══ Dataset rows

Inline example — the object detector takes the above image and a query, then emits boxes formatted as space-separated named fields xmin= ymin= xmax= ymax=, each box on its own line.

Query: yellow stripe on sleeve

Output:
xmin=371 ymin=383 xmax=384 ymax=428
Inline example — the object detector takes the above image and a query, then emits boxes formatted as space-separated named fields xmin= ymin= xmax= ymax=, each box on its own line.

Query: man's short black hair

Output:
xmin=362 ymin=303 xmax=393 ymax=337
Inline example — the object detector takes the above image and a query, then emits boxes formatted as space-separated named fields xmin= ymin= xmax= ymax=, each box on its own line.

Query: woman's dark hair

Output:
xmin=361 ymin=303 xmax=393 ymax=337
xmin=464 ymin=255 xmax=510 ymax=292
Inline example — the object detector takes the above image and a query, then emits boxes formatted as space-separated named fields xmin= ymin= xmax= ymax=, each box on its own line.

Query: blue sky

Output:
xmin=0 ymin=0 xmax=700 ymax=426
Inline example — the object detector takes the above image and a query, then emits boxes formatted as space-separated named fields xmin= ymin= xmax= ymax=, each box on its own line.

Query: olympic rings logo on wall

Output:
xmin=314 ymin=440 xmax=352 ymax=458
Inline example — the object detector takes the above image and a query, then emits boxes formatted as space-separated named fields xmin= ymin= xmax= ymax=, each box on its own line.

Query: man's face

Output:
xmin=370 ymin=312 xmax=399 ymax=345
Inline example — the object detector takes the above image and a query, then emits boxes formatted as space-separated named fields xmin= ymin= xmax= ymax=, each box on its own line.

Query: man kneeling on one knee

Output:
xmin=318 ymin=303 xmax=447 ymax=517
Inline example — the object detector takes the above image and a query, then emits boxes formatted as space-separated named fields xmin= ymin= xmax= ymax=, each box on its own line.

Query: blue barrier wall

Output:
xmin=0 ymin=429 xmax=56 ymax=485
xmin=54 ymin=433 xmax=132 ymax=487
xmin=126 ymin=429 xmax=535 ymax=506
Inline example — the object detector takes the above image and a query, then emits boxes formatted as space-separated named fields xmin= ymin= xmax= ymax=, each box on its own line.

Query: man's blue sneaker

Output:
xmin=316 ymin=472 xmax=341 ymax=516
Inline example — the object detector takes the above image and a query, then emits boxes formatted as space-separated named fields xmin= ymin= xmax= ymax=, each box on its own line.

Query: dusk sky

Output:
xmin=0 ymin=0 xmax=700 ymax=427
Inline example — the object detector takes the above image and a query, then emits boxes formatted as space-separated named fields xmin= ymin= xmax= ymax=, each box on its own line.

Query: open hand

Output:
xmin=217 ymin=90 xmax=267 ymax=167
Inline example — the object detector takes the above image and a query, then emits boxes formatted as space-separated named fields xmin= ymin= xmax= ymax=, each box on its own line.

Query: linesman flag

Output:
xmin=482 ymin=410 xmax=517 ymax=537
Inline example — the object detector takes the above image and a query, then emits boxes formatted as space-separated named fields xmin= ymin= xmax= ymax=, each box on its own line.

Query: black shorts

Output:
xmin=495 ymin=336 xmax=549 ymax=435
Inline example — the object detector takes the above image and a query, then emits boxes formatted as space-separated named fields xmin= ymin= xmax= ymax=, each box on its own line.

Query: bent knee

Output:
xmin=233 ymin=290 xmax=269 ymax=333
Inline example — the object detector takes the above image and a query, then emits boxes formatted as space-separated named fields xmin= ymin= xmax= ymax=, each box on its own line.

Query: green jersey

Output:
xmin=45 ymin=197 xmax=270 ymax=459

════

> **Task statement**
Report the number of lines in the records above that contain the string "wall", counting only matches of the same case. Give only the number.

> **Reply to the task**
2